* Task brief
In the forum thread about voice speed, which XTTS model version is suggested for use with AllTalk v2?

Speed of voice don't match the reference file

erew123 / alltalk_tts

AllTalk is based on the Coqui TTS engine, similar to the Coqui_tts extension for Text generation webUI, however supports a variety of advanced features, such as a settings page, low VRAM support, DeepSpeed, narrator, model finetuning, custom models, wav file maintenance. It can also be used with 3rd Party software via JSON calls.

GNU Affero General Public License v3.0

686 stars 71 forks source link

Speed of voice don't match the reference file #265

Closed luca2125 closed 1 week ago

luca2125 commented 1 week ago

Hi I have tested a reference file in English (provide by me) and choose the output in Italian.

The result is good but often the speed don't match the reference wav file .

I have used another reference file but with more duration.

The result seem worst.

I ask If I can send you the wav reference file, so you can check or give me some suggests to bypass this problem.

Thank you !!

erew123 commented 1 week ago

Hi @luca2125

I am assuming this is with the XTTS model. I dont know how good it is/isnt with other languages than English, though the model will always kind of do what it wants, being AI. Its sampling the audio and adding its own expressiveness, which can sometimes speed up/slow down what it is saying depending on how its interpreting how it thinks something should be spoken.

I can give you a few suggestions to try. First off, I would suggest moving to AllTalk v2 (if you arent already) and using the XTTS 2.0.3 model with it. 2.0.3 is slightly better trained than the 2.0.2 model, so will have better control over some speech and output.

* Information provided
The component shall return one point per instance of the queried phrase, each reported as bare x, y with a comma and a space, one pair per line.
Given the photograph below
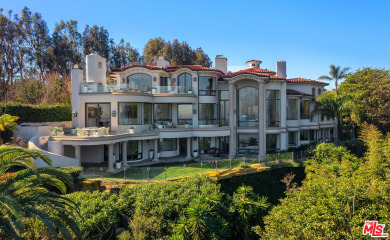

* Answer for the task
XTTS 2.0.3